■ PROVIDED TEXT ■
════════

<h1>Covid Data Prep</h1>
<h3>Feature Engineering</h3>
<p>The notebook below takes the Covid-19 df and prepares it to use in Deep Learning Notebooks</p>
<br>
<p>The raw data consists of the following feature</p>
<ol>
    <li>dateRep</li>
    <li style="color:red;">day</li>
    <li style="color:red;">month</li>
    <li style="color:red;">year</li>
    <li>cases</li>
    <li>deaths</li>
    <li>countriesAndTerritories</li>
    <li style="color:red;">geoId</li>
    <li style="color:red;">countryterritorycode</li>
    <li>popData2018</li>
    <li>continentExp</li>
</ol>
<br>
</p>Feature names in red will be remove as they were defined as adding little information to the model. The remaining feautures will be evaluated through the notebook below.</p>

<h5>Import dependancies</h5>
<ul>
    <li>pandas: feature extrapolation and extraction and creation</li>
    <li>numpy: numerical data manipluation</li>
    <li>os: interaction with the operating system</li>
    <li>seaborn: plotting library</li>
    <li>sklearn.model_selection.train_test_split: spliting the data into the various data sets (train, test and validation)</li>
</ul>

In [9]:
import pandas as pd
import matplotlib.pyplot as plt
import numpy as np
import os

</h2>Read in raw data</h2>

<p>Change to the relevant directory and read in the csv</p>

The csv will need some preprocessing

In [10]:
data_folder = os.path.join(os.getcwd(), 'Datasets')

════════

■ TASK BRIEF ■
Please copy the Covid Data Prep page word for word, from "</h2>Read in raw" up to and including "data_folder = os.path.join(os.getcwd(), 'Datasets')". The records that come after have no connection to the Covid Data Prep page.

════════

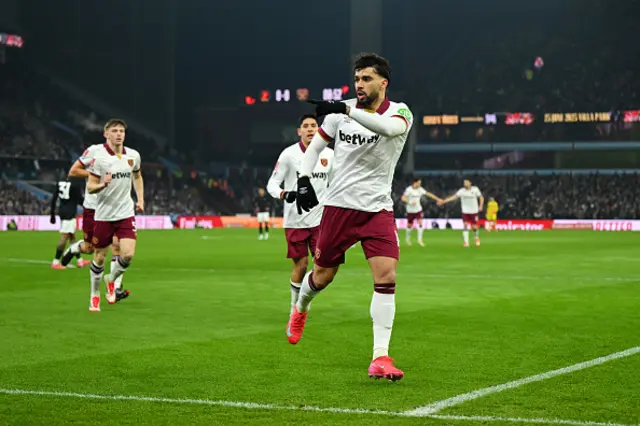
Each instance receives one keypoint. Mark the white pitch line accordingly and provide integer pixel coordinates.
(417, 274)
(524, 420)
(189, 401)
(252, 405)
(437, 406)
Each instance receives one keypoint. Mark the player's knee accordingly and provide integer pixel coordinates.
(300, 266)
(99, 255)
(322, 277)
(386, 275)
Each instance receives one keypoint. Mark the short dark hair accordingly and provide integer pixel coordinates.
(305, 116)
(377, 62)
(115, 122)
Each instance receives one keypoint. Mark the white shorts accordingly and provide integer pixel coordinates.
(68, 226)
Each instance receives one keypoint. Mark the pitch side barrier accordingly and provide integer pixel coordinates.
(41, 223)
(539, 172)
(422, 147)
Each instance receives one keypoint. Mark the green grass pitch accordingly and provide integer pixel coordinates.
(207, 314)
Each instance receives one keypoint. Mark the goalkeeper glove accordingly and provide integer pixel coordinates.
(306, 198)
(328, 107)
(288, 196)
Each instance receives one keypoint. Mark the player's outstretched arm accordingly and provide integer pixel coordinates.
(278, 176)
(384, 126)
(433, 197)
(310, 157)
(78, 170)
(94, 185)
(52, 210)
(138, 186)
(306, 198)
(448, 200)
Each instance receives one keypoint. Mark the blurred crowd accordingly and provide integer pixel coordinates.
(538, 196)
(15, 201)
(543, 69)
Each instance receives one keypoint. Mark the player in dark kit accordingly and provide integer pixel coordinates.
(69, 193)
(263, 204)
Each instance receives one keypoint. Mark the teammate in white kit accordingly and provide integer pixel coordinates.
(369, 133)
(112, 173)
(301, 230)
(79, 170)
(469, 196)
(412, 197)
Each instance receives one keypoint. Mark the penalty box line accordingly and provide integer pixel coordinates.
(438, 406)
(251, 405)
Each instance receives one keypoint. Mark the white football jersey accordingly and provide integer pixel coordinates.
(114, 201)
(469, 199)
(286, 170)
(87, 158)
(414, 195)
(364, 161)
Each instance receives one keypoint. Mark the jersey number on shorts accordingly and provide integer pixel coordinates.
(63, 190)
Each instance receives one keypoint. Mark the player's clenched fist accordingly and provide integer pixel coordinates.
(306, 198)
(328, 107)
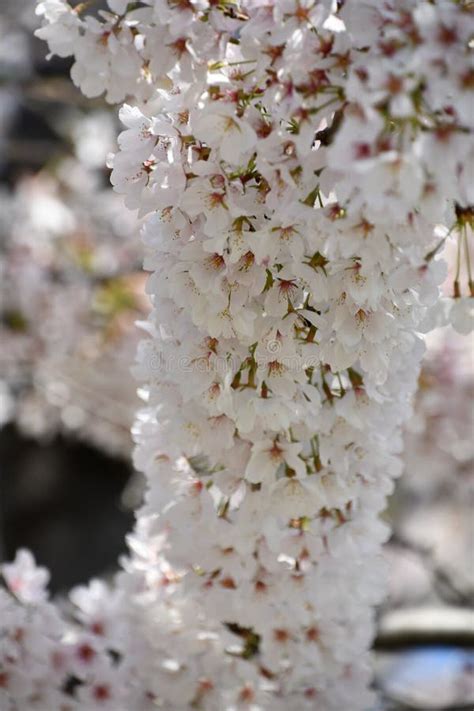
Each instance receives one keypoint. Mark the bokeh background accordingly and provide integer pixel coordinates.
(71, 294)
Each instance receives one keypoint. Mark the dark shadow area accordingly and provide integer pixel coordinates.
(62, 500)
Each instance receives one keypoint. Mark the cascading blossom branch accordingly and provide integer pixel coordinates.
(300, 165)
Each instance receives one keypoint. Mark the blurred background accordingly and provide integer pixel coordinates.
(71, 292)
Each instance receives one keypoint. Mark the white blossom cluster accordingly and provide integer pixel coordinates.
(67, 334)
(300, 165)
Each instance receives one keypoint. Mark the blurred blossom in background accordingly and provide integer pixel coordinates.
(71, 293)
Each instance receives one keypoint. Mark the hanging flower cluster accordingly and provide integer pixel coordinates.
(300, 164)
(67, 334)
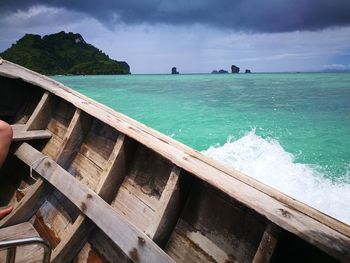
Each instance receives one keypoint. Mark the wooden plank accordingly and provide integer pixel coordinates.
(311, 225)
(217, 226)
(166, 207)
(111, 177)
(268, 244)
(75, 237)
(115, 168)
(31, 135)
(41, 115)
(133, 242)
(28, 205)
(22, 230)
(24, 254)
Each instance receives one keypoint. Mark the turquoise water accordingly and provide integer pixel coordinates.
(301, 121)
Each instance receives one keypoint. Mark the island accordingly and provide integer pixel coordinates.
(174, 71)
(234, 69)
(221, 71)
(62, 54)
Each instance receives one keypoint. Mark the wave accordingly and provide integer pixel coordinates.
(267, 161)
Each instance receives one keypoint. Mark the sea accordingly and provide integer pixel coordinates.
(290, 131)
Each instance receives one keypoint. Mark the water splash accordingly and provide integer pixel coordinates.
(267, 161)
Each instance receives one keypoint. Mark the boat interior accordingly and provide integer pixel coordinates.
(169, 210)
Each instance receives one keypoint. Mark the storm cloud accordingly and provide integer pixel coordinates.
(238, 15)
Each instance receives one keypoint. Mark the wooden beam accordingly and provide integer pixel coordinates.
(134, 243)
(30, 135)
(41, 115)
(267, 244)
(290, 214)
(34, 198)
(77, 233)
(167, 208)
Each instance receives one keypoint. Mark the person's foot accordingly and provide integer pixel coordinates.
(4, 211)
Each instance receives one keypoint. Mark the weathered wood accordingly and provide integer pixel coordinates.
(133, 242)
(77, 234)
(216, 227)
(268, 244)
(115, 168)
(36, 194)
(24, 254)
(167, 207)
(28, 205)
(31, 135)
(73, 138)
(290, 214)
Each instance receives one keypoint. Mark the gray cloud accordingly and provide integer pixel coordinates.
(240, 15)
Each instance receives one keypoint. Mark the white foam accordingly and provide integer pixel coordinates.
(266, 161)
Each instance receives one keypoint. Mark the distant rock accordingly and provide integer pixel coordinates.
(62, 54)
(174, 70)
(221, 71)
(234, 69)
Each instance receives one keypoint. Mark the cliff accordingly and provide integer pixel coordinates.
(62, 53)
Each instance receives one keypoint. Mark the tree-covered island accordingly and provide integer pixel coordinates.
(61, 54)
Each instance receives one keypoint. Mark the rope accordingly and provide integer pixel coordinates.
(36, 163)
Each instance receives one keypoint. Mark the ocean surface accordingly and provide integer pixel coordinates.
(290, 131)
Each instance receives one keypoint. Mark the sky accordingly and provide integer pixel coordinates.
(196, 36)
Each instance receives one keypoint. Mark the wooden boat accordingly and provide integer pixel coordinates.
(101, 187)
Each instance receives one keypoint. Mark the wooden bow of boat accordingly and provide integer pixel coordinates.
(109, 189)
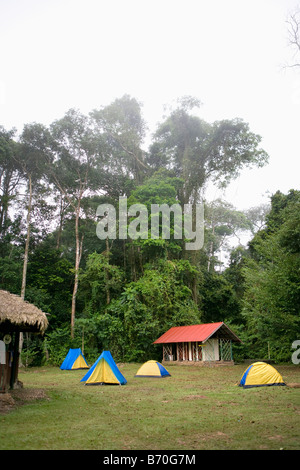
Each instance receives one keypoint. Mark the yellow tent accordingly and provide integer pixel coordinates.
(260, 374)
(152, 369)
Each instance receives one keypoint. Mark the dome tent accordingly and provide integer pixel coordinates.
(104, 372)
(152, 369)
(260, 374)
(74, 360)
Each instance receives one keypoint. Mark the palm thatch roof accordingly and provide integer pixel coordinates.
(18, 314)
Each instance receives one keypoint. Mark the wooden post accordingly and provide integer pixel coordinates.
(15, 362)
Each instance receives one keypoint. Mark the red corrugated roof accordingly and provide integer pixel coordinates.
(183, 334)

════════

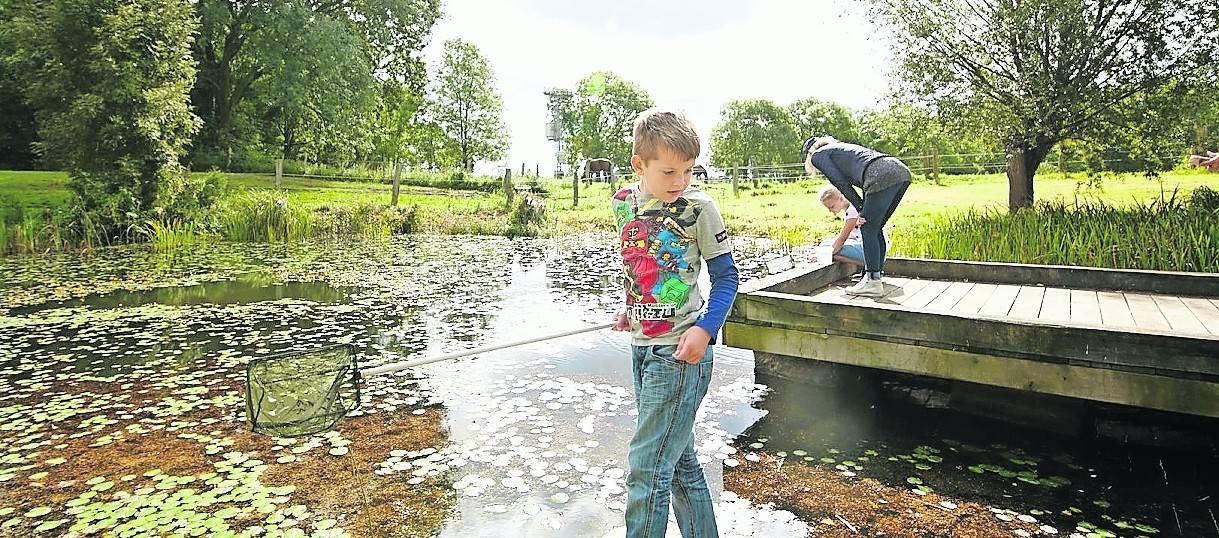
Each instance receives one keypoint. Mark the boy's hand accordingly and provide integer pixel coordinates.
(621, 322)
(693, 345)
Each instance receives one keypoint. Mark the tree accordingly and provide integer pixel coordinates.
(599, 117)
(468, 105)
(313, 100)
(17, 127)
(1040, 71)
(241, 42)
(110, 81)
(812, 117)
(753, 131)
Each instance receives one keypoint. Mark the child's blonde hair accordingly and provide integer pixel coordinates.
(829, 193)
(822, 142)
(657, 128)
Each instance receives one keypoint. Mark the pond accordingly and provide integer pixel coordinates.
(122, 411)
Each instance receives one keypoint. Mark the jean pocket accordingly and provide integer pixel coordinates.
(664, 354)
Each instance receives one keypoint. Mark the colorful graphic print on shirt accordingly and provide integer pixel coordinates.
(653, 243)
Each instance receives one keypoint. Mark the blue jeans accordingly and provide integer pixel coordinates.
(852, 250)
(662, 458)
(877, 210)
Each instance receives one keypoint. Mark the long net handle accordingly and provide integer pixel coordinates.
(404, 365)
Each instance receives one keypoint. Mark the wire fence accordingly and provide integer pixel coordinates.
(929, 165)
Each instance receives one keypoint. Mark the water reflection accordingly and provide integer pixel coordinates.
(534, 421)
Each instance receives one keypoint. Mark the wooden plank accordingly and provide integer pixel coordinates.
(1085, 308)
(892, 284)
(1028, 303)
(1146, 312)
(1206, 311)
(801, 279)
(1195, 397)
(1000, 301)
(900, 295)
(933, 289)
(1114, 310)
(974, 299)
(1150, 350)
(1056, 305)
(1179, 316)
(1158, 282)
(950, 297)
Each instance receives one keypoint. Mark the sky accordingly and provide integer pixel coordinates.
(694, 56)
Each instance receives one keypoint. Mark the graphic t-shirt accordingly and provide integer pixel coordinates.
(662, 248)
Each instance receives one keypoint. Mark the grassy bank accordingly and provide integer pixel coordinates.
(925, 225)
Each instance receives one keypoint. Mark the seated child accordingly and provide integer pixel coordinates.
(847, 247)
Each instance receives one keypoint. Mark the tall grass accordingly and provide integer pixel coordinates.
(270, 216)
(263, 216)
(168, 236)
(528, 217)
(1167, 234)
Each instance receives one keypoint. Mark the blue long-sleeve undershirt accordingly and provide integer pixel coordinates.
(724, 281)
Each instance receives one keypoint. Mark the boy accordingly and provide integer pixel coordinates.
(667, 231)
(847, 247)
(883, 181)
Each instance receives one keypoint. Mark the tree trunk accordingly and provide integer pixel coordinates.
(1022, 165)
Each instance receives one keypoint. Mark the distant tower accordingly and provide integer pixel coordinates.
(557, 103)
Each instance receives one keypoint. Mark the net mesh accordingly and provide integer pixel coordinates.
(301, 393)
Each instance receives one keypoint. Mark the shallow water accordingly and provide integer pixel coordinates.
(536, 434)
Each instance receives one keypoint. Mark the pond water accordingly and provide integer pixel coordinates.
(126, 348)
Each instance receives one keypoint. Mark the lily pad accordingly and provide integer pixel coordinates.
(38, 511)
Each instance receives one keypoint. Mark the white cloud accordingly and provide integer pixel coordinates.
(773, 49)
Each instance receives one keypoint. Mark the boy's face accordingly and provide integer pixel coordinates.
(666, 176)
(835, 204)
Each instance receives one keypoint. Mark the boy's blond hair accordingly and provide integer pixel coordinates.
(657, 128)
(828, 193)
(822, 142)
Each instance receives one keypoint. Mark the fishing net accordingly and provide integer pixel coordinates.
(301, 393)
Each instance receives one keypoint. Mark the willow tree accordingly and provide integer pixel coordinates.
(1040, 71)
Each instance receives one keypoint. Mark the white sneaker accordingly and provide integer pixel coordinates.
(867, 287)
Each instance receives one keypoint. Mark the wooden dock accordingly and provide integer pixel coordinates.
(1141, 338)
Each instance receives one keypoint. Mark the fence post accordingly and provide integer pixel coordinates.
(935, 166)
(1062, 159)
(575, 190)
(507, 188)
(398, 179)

════════

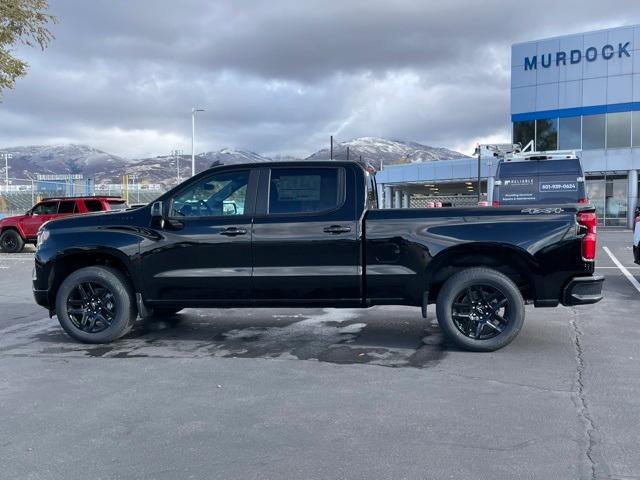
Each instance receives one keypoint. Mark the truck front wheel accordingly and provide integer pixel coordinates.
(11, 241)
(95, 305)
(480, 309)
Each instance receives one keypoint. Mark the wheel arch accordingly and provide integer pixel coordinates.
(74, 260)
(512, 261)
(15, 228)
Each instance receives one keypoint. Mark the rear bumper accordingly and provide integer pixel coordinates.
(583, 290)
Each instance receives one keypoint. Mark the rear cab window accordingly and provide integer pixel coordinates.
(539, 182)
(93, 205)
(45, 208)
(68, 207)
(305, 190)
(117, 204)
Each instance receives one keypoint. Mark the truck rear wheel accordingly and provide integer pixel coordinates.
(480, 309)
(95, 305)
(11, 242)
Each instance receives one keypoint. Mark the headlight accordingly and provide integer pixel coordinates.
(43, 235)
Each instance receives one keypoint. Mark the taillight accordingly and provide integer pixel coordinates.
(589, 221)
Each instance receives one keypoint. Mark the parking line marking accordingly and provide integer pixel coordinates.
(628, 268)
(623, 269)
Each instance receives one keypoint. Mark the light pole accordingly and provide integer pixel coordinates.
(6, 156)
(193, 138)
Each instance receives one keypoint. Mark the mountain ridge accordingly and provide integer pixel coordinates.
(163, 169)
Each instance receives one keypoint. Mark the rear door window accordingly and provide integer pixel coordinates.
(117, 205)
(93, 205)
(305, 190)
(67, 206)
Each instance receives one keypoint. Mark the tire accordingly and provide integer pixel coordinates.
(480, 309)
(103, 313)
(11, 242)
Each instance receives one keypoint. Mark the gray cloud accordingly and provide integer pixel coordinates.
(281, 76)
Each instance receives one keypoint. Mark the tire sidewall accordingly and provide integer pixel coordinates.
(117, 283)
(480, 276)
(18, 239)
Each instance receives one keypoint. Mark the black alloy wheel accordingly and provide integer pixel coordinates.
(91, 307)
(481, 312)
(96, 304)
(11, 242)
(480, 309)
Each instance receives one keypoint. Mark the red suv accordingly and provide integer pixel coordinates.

════════

■ SOLUTION FOR THIS PROBLEM ■
</h2>Read in raw data</h2>

<p>Change to the relevant directory and read in the csv</p>

The csv will need some preprocessing

In [10]:
data_folder = os.path.join(os.getcwd(), 'Datasets')